** STATED EXERCISE **
Copy the data below exactly, from its start through the line holding "Trace the outline of every instance of the powdered", inclusive. Leave the pictures out of your copy.

** Records from an annotation dataset **
** Begin **

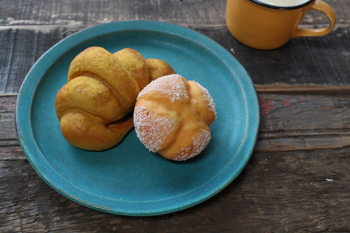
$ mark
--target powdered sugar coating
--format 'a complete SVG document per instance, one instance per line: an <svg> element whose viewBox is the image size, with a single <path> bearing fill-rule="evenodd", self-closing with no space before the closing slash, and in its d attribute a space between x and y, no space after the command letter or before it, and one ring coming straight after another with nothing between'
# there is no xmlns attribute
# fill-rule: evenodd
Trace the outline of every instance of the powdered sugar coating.
<svg viewBox="0 0 350 233"><path fill-rule="evenodd" d="M150 151L156 152L178 123L166 116L152 112L145 106L138 106L134 110L134 124L141 142Z"/></svg>
<svg viewBox="0 0 350 233"><path fill-rule="evenodd" d="M208 108L209 110L214 113L215 119L216 119L216 111L215 109L215 103L214 103L214 100L212 99L212 96L210 95L210 94L209 94L209 91L208 91L208 90L206 88L198 82L194 81L194 82L198 85L202 92L203 92L203 96L204 97L204 100L206 101L206 107Z"/></svg>
<svg viewBox="0 0 350 233"><path fill-rule="evenodd" d="M178 74L170 74L158 78L141 91L138 99L140 96L152 91L164 93L172 102L187 98L187 88L182 78L182 76ZM164 81L164 79L166 79L166 81Z"/></svg>
<svg viewBox="0 0 350 233"><path fill-rule="evenodd" d="M186 148L182 149L178 152L174 160L182 161L199 154L208 145L211 138L210 131L202 129L202 132L197 134L192 138L193 147L190 146Z"/></svg>

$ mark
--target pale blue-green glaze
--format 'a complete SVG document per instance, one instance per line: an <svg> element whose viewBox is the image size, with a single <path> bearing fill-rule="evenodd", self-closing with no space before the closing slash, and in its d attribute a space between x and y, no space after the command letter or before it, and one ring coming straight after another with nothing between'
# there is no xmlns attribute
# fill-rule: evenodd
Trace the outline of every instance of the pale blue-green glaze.
<svg viewBox="0 0 350 233"><path fill-rule="evenodd" d="M72 60L92 46L110 52L131 47L165 60L176 72L209 91L218 119L200 155L174 162L149 152L132 130L116 146L86 151L64 138L54 99L66 82ZM94 26L62 40L28 73L16 108L20 145L50 186L87 207L108 213L150 216L201 203L233 181L254 148L259 124L256 93L245 69L225 49L188 28L150 21Z"/></svg>

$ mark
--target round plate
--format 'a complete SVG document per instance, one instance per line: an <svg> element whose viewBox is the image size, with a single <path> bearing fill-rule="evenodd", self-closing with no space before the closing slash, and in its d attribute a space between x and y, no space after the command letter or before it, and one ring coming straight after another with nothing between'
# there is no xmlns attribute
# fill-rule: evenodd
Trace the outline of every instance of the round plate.
<svg viewBox="0 0 350 233"><path fill-rule="evenodd" d="M66 83L70 61L80 51L126 47L161 59L188 80L206 87L218 118L204 151L184 162L148 151L134 129L102 152L71 146L60 132L54 99ZM67 198L88 207L129 216L156 215L203 202L242 171L252 152L259 108L252 80L225 49L186 28L151 21L98 25L74 34L48 50L28 73L16 108L18 140L40 177Z"/></svg>

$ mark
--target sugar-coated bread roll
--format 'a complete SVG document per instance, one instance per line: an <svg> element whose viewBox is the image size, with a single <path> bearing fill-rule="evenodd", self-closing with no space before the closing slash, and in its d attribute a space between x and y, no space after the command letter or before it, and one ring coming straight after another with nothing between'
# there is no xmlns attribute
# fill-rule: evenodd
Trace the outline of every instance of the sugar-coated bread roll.
<svg viewBox="0 0 350 233"><path fill-rule="evenodd" d="M151 82L138 94L134 112L138 137L154 152L182 161L200 154L211 138L215 104L200 84L172 74Z"/></svg>
<svg viewBox="0 0 350 233"><path fill-rule="evenodd" d="M134 49L114 54L100 47L85 49L72 61L68 82L56 96L63 136L84 150L116 145L132 128L130 113L150 81L148 64Z"/></svg>

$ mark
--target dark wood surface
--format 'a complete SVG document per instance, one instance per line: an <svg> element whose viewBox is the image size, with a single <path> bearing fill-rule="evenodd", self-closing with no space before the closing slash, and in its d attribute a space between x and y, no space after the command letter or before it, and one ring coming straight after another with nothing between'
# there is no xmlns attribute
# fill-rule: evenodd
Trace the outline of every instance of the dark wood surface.
<svg viewBox="0 0 350 233"><path fill-rule="evenodd" d="M330 34L270 51L231 36L226 0L0 0L0 232L350 232L350 2L325 0L337 15ZM221 44L251 76L261 111L240 176L208 200L156 217L106 214L58 194L29 164L14 126L20 85L45 51L88 27L134 19ZM302 26L328 23L312 12Z"/></svg>

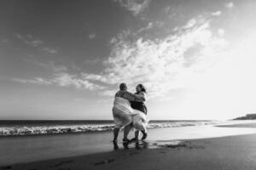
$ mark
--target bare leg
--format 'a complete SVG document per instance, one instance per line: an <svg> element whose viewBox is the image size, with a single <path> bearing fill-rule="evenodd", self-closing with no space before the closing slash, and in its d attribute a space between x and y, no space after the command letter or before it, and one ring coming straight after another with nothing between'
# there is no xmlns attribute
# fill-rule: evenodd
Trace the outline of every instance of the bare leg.
<svg viewBox="0 0 256 170"><path fill-rule="evenodd" d="M117 140L117 138L119 136L119 128L113 128L113 142Z"/></svg>
<svg viewBox="0 0 256 170"><path fill-rule="evenodd" d="M127 139L127 136L129 134L129 132L130 132L131 128L131 124L129 124L126 127L125 127L125 128L124 128L124 139L123 139L123 140L129 140Z"/></svg>
<svg viewBox="0 0 256 170"><path fill-rule="evenodd" d="M143 130L142 133L143 134L143 136L142 138L142 140L143 140L143 139L145 139L148 137L148 133L144 130Z"/></svg>
<svg viewBox="0 0 256 170"><path fill-rule="evenodd" d="M135 139L138 139L139 134L140 134L140 131L139 130L135 131L134 135L135 135Z"/></svg>

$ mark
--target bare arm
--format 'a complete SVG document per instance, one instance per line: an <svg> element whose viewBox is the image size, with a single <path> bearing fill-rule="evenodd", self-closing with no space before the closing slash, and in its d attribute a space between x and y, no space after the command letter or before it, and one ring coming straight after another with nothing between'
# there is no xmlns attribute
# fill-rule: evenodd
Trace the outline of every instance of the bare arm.
<svg viewBox="0 0 256 170"><path fill-rule="evenodd" d="M136 95L137 98L139 98L141 101L143 101L143 102L146 101L145 93L140 92L138 94L135 94L135 95Z"/></svg>
<svg viewBox="0 0 256 170"><path fill-rule="evenodd" d="M125 92L123 98L128 99L129 101L145 101L145 98L143 98L143 96L139 94L133 94L130 92Z"/></svg>

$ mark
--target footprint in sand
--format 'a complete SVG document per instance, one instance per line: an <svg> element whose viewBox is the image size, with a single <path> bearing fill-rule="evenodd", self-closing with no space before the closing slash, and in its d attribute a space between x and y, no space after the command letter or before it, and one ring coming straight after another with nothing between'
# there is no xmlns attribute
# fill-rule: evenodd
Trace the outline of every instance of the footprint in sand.
<svg viewBox="0 0 256 170"><path fill-rule="evenodd" d="M73 162L73 161L72 161L72 160L67 160L67 161L65 161L65 162L59 162L58 164L55 165L54 167L61 167L61 166L62 166L62 165L64 165L64 164L71 163L71 162Z"/></svg>
<svg viewBox="0 0 256 170"><path fill-rule="evenodd" d="M104 160L102 162L96 162L96 163L94 163L94 165L98 166L98 165L103 165L103 164L107 164L107 163L112 163L114 161L115 161L115 159L108 159L108 160Z"/></svg>
<svg viewBox="0 0 256 170"><path fill-rule="evenodd" d="M12 166L5 166L1 167L1 169L11 169L11 168L13 168Z"/></svg>

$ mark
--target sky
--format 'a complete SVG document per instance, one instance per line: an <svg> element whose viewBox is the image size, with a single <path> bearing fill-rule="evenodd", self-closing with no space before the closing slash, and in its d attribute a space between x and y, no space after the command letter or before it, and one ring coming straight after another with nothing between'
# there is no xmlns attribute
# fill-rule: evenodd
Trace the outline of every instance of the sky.
<svg viewBox="0 0 256 170"><path fill-rule="evenodd" d="M149 119L256 112L254 0L2 0L0 119L112 119L120 82Z"/></svg>

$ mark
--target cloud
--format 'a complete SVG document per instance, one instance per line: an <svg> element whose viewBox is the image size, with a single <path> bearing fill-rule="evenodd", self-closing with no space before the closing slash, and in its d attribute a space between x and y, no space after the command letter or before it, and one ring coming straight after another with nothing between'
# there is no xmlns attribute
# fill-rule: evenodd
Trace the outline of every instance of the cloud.
<svg viewBox="0 0 256 170"><path fill-rule="evenodd" d="M151 0L114 0L131 11L134 16L142 13L148 5Z"/></svg>
<svg viewBox="0 0 256 170"><path fill-rule="evenodd" d="M43 40L37 39L34 37L32 37L32 35L23 36L20 34L16 34L15 36L18 39L21 40L24 43L26 43L31 47L38 48L38 49L47 52L51 54L58 53L57 49L55 49L54 48L47 47L45 45L45 42Z"/></svg>
<svg viewBox="0 0 256 170"><path fill-rule="evenodd" d="M224 36L224 33L225 33L225 31L224 29L219 28L218 30L218 33L219 36Z"/></svg>
<svg viewBox="0 0 256 170"><path fill-rule="evenodd" d="M84 74L84 79L109 85L125 82L132 87L144 83L151 97L161 96L172 89L188 88L197 72L211 65L226 45L202 17L189 20L177 28L177 34L163 39L131 42L125 37L119 36L112 44L104 71ZM112 94L112 90L105 88L100 94Z"/></svg>
<svg viewBox="0 0 256 170"><path fill-rule="evenodd" d="M32 63L33 65L36 65L38 66L40 66L40 67L47 70L47 71L50 71L54 73L67 71L67 68L65 65L57 65L53 60L49 60L47 62L38 61L35 59L35 56L33 56L33 55L27 55L27 58L24 59L24 61L27 62L27 63Z"/></svg>
<svg viewBox="0 0 256 170"><path fill-rule="evenodd" d="M45 51L45 52L52 54L58 53L58 51L56 49L52 48L48 48L48 47L42 48L42 51Z"/></svg>
<svg viewBox="0 0 256 170"><path fill-rule="evenodd" d="M52 83L51 82L46 81L41 77L36 77L34 79L13 78L12 80L22 83L36 83L41 85L49 85Z"/></svg>
<svg viewBox="0 0 256 170"><path fill-rule="evenodd" d="M104 88L97 84L90 82L88 80L84 80L78 76L68 73L57 73L51 78L36 77L33 79L20 79L13 78L15 82L21 83L35 83L40 85L55 85L60 87L74 87L79 89L96 90L103 89Z"/></svg>
<svg viewBox="0 0 256 170"><path fill-rule="evenodd" d="M38 47L44 43L42 40L35 39L31 35L22 36L20 34L16 34L15 36L18 39L21 40L23 42L25 42L32 47Z"/></svg>
<svg viewBox="0 0 256 170"><path fill-rule="evenodd" d="M88 37L89 37L89 39L92 40L92 39L96 38L96 34L90 33L90 34L89 34Z"/></svg>
<svg viewBox="0 0 256 170"><path fill-rule="evenodd" d="M233 2L228 2L224 3L225 8L234 8L234 3Z"/></svg>
<svg viewBox="0 0 256 170"><path fill-rule="evenodd" d="M216 11L216 12L212 13L212 16L220 16L221 14L222 14L221 11Z"/></svg>

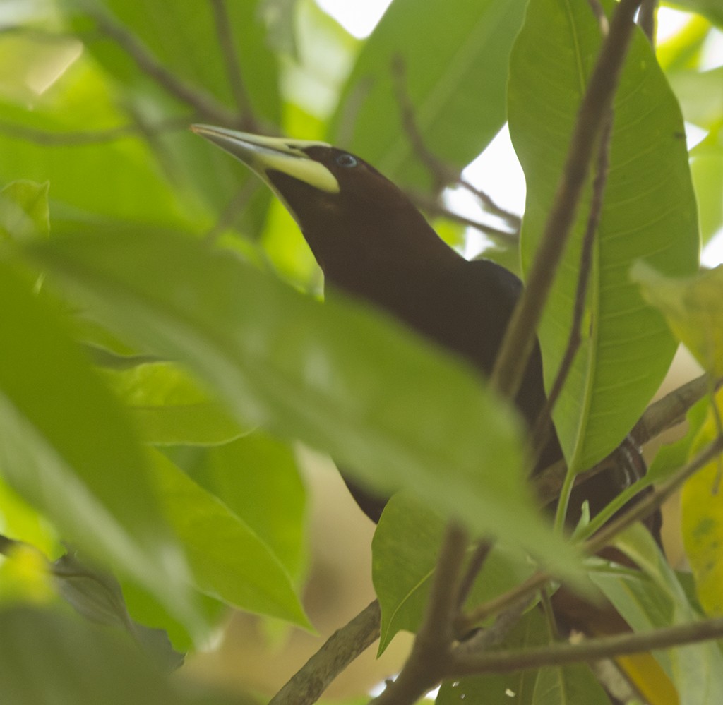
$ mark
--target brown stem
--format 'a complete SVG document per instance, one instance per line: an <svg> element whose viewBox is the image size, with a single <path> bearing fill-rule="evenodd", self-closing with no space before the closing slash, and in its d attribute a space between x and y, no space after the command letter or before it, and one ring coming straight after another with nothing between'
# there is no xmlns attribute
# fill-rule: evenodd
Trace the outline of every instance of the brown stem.
<svg viewBox="0 0 723 705"><path fill-rule="evenodd" d="M239 126L238 116L222 105L206 91L192 87L166 68L146 48L137 37L105 12L90 4L83 4L103 34L112 39L135 61L138 68L171 95L192 107L205 120L221 125Z"/></svg>
<svg viewBox="0 0 723 705"><path fill-rule="evenodd" d="M582 644L552 644L538 649L470 654L455 654L447 678L480 673L510 673L544 666L609 659L653 649L669 649L723 636L723 618L679 624L637 634L619 634Z"/></svg>
<svg viewBox="0 0 723 705"><path fill-rule="evenodd" d="M211 7L213 9L213 19L216 25L216 33L218 35L218 43L221 46L226 64L226 73L228 75L228 83L231 85L231 93L236 103L236 110L241 116L239 127L249 132L257 132L259 130L256 118L254 117L251 107L251 99L246 90L246 84L241 73L241 61L234 42L234 33L231 30L231 19L226 0L211 0Z"/></svg>
<svg viewBox="0 0 723 705"><path fill-rule="evenodd" d="M448 527L435 570L427 613L411 653L396 680L373 701L375 705L411 705L444 677L454 641L455 596L466 548L466 532L455 524Z"/></svg>
<svg viewBox="0 0 723 705"><path fill-rule="evenodd" d="M375 600L335 631L269 701L269 705L312 705L329 684L379 639L380 611Z"/></svg>
<svg viewBox="0 0 723 705"><path fill-rule="evenodd" d="M635 28L633 20L641 1L620 0L612 16L609 33L603 42L580 107L567 162L528 277L527 286L497 354L491 384L508 398L516 394L527 366L542 310L575 220L594 145L612 103Z"/></svg>

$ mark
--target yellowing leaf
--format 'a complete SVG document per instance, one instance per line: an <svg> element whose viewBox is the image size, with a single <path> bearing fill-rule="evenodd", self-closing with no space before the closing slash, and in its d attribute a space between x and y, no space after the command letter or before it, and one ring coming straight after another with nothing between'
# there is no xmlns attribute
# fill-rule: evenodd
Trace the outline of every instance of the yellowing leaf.
<svg viewBox="0 0 723 705"><path fill-rule="evenodd" d="M723 265L673 279L638 261L630 275L703 367L716 376L723 375Z"/></svg>
<svg viewBox="0 0 723 705"><path fill-rule="evenodd" d="M723 411L723 389L716 394ZM717 425L711 409L693 444L693 452L711 441ZM682 529L685 552L696 577L698 597L709 614L723 615L723 495L719 456L694 475L683 490Z"/></svg>

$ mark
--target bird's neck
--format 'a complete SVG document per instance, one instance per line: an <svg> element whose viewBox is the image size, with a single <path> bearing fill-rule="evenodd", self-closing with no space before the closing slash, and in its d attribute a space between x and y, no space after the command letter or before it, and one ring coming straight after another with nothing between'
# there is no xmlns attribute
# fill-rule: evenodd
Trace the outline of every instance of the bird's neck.
<svg viewBox="0 0 723 705"><path fill-rule="evenodd" d="M463 260L415 212L414 227L408 218L387 220L383 228L362 224L353 231L345 229L345 246L315 251L325 286L367 300L416 327L420 311L439 290L437 282ZM373 246L380 242L385 246Z"/></svg>

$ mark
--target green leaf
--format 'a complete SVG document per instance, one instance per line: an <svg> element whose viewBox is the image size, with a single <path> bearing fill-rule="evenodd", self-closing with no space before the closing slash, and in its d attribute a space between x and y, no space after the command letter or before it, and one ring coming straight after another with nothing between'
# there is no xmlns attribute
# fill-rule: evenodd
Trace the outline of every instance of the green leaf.
<svg viewBox="0 0 723 705"><path fill-rule="evenodd" d="M199 588L249 612L310 628L288 573L270 548L165 456L153 457L166 516Z"/></svg>
<svg viewBox="0 0 723 705"><path fill-rule="evenodd" d="M416 632L422 623L444 529L441 516L406 493L385 507L372 543L372 576L382 608L380 654L397 632ZM534 571L524 554L495 544L466 606L498 597Z"/></svg>
<svg viewBox="0 0 723 705"><path fill-rule="evenodd" d="M698 12L718 27L723 27L723 7L720 0L675 0L680 7Z"/></svg>
<svg viewBox="0 0 723 705"><path fill-rule="evenodd" d="M551 566L574 564L534 509L521 423L463 363L385 316L321 304L228 253L166 235L26 251L108 326L187 365L239 418L323 449L382 491L413 488Z"/></svg>
<svg viewBox="0 0 723 705"><path fill-rule="evenodd" d="M48 235L49 184L13 181L0 191L0 238Z"/></svg>
<svg viewBox="0 0 723 705"><path fill-rule="evenodd" d="M461 169L505 123L507 65L522 0L396 0L367 40L331 121L330 141L403 186L429 186L402 119L395 68L426 147Z"/></svg>
<svg viewBox="0 0 723 705"><path fill-rule="evenodd" d="M522 649L549 644L544 615L539 609L527 613L510 632L500 648ZM575 664L536 671L489 674L447 681L435 705L484 703L484 705L609 705L610 701L590 667Z"/></svg>
<svg viewBox="0 0 723 705"><path fill-rule="evenodd" d="M704 370L723 376L723 264L694 277L664 277L644 262L630 272Z"/></svg>
<svg viewBox="0 0 723 705"><path fill-rule="evenodd" d="M189 474L265 542L292 577L301 575L306 493L287 444L257 431L208 449Z"/></svg>
<svg viewBox="0 0 723 705"><path fill-rule="evenodd" d="M683 116L706 129L719 125L723 115L723 66L710 71L678 71L670 87L680 102Z"/></svg>
<svg viewBox="0 0 723 705"><path fill-rule="evenodd" d="M156 445L217 445L249 433L221 403L172 363L101 371L131 410L143 438Z"/></svg>
<svg viewBox="0 0 723 705"><path fill-rule="evenodd" d="M609 7L610 4L605 4ZM510 63L510 130L527 181L522 257L529 269L553 202L601 42L586 3L532 0ZM696 202L680 110L641 33L615 103L609 169L592 261L583 343L555 420L573 472L620 442L676 347L662 316L630 281L643 259L669 274L697 269ZM549 386L566 347L589 209L586 191L539 331Z"/></svg>
<svg viewBox="0 0 723 705"><path fill-rule="evenodd" d="M721 111L723 119L723 110ZM723 227L723 127L690 152L690 173L696 186L701 241L706 245Z"/></svg>
<svg viewBox="0 0 723 705"><path fill-rule="evenodd" d="M138 439L65 332L0 261L0 472L64 538L194 625Z"/></svg>
<svg viewBox="0 0 723 705"><path fill-rule="evenodd" d="M129 638L68 614L0 613L0 701L13 705L252 705L171 681Z"/></svg>
<svg viewBox="0 0 723 705"><path fill-rule="evenodd" d="M723 410L723 392L715 397L716 410ZM706 423L698 433L692 446L691 454L702 450L715 440L718 425L714 410L709 407ZM723 457L719 456L701 468L683 489L681 529L685 555L696 577L698 600L709 614L723 615L723 597L721 581L723 579L723 560L721 543L723 541L723 508L720 501L721 470Z"/></svg>
<svg viewBox="0 0 723 705"><path fill-rule="evenodd" d="M641 524L630 527L617 538L615 547L632 559L642 574L610 566L589 574L633 631L698 618L647 529ZM653 653L675 685L681 703L715 703L723 698L723 654L714 642Z"/></svg>
<svg viewBox="0 0 723 705"><path fill-rule="evenodd" d="M179 196L171 188L139 137L103 139L104 130L129 121L119 110L107 77L86 54L33 107L0 103L4 123L40 134L20 139L12 131L0 131L0 180L20 176L49 181L54 232L61 224L72 222L77 229L79 222L107 225L116 219L137 228L184 227L189 217L202 215L197 197ZM77 139L79 132L90 139ZM187 139L194 142L191 135Z"/></svg>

** End **

** TASK OUTPUT **
$ mark
--target powdered sugar coating
--format 'a complete SVG document per instance, one instance per line: an <svg> element whose viewBox is the image size, with a single <path> bearing fill-rule="evenodd", self-closing with no space before the closing slash, and in its d attribute a space between x and y, no space after the command letter or before it, and one ring coming straight after another with nothing between'
# there is no xmlns attribute
# fill-rule: evenodd
Trace the outline of every instance of the powdered sugar coating.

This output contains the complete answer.